▶ _Source material_
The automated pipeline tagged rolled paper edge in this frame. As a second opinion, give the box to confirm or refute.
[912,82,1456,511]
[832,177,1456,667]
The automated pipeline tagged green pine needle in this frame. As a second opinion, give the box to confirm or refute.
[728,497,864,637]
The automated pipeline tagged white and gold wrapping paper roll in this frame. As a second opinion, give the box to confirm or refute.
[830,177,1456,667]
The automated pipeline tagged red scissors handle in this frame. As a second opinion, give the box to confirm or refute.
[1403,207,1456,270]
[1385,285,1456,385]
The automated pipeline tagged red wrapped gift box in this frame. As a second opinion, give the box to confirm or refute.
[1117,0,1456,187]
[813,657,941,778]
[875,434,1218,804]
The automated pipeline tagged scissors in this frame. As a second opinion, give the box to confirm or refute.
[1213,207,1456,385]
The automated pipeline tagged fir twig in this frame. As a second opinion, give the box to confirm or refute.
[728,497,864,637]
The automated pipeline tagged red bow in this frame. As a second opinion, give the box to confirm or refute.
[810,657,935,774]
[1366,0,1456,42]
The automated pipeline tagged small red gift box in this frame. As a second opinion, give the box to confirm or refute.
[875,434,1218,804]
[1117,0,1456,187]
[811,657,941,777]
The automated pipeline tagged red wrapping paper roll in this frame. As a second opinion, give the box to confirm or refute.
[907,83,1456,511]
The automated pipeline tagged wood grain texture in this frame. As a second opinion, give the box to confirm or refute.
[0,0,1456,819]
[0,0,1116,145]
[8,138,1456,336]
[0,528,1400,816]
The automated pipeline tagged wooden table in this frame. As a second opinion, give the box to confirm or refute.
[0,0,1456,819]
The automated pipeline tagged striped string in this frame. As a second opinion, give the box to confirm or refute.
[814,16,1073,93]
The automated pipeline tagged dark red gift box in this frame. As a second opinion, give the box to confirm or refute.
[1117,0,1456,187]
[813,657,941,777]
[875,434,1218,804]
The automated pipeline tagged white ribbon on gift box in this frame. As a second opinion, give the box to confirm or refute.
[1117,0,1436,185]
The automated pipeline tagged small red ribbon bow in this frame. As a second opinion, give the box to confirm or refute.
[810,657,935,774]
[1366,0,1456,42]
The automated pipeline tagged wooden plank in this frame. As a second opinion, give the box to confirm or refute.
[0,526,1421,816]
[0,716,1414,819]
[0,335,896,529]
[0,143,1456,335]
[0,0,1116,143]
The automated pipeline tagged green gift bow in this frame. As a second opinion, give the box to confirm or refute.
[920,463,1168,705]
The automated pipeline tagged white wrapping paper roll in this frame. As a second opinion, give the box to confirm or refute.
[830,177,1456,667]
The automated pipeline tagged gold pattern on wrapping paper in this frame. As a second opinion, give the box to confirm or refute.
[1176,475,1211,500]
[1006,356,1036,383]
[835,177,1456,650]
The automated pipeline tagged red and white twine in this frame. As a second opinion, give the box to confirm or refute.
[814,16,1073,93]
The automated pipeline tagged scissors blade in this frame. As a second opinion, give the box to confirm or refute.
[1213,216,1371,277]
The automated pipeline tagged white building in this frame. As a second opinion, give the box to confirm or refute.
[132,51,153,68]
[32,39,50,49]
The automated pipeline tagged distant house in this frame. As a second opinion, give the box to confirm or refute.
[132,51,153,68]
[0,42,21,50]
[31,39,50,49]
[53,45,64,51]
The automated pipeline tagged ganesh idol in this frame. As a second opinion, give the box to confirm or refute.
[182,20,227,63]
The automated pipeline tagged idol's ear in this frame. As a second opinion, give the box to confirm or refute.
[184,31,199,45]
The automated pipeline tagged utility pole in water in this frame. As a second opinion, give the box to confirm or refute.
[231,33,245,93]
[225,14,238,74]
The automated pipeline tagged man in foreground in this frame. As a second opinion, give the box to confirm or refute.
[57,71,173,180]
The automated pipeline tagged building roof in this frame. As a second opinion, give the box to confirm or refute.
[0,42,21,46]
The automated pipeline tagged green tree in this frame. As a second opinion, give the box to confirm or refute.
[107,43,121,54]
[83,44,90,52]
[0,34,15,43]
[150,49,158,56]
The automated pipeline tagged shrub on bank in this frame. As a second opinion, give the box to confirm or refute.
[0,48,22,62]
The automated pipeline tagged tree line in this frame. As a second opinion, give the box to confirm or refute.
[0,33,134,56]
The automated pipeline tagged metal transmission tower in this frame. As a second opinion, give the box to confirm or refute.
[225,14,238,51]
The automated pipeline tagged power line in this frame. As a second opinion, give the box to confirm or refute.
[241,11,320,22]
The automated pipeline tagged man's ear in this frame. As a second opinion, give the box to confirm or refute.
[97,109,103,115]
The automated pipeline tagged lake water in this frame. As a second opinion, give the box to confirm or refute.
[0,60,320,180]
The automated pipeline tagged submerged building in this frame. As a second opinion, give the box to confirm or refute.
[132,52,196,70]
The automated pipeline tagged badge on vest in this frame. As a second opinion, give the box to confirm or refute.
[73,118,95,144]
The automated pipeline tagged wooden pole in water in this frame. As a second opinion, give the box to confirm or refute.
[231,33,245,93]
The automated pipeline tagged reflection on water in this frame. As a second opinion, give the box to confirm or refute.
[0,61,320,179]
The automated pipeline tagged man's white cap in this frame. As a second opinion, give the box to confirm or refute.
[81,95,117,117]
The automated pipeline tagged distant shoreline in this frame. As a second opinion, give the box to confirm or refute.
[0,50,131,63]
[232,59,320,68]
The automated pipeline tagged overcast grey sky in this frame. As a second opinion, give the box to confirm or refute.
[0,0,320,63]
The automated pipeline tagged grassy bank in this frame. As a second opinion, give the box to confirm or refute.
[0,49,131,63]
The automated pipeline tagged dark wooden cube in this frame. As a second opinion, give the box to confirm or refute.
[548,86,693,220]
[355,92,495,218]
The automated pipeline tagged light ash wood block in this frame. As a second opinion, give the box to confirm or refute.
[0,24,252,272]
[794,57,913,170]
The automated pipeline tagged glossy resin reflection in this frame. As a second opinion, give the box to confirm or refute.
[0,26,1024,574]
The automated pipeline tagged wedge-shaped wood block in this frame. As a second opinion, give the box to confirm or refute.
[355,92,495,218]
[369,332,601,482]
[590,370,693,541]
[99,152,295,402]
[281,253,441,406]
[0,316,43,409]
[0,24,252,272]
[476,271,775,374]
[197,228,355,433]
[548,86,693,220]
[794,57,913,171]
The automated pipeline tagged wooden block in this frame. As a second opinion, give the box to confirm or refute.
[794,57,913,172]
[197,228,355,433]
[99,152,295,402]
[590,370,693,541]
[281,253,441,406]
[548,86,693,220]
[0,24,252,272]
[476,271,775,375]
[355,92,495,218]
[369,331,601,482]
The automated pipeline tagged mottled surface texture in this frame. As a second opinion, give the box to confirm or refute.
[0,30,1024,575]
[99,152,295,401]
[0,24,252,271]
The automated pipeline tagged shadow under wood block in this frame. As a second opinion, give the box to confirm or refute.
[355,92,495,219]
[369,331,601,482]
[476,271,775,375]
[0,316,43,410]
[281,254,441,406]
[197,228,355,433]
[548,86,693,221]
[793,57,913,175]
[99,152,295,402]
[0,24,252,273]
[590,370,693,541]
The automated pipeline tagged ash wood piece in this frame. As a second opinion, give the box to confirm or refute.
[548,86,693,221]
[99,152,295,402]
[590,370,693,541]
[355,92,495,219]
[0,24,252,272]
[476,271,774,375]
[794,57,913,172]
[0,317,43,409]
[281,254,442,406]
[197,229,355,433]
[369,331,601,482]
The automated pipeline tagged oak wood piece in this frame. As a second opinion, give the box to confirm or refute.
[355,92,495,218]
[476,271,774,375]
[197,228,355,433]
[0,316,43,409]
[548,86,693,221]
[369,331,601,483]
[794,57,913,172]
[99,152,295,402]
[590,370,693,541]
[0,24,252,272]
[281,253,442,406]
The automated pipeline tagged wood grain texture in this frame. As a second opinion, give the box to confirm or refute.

---

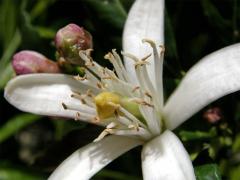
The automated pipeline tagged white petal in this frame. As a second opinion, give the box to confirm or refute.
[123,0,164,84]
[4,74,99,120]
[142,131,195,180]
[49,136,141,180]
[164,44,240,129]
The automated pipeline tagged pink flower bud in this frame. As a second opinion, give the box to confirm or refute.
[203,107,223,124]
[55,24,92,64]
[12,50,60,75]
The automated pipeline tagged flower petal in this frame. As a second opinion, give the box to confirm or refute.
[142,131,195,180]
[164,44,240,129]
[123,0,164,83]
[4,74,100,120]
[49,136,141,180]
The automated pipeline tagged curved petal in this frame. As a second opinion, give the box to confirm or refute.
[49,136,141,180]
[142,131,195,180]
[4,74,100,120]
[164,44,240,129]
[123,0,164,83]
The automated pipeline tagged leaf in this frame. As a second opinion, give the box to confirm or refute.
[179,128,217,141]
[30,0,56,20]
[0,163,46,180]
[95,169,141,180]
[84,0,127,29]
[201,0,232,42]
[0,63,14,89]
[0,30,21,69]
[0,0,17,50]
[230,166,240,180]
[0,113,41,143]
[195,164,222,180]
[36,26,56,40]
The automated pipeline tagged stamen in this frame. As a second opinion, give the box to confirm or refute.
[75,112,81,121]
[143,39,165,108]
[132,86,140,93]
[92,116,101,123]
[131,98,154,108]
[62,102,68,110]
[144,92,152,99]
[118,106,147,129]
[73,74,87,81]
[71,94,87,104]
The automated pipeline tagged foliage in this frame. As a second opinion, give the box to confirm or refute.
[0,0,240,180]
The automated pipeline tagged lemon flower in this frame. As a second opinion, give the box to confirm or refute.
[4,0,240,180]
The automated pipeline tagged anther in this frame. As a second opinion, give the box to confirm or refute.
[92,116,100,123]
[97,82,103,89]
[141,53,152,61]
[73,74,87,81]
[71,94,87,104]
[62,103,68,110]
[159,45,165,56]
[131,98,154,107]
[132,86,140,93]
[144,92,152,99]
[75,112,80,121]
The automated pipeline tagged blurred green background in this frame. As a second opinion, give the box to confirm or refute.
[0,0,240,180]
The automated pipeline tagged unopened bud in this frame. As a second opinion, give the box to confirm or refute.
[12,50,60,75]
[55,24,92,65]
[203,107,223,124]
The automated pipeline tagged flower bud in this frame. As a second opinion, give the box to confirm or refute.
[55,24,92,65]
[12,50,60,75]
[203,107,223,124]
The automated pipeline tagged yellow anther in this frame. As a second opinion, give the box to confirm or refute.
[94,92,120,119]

▶ _Short exercise_
Copy out, word for word, the items from the line containing "The automated pipeline tagged ganesh" through the line containing "[225,14,238,74]", including both of those lines.

▶ _Reply to the task_
The automated pipeline tagged ganesh idol in this frame. As a second opinion, give the box to confirm or refute.
[182,20,227,63]
The automated pipeline tagged idol's ear in this frame. As a second opinion, give the box to confirm or refute.
[184,31,199,45]
The automated pipeline tagged utility pole in water in this frame. As a second opinion, give the box to confirm or refute.
[231,33,245,93]
[225,14,238,74]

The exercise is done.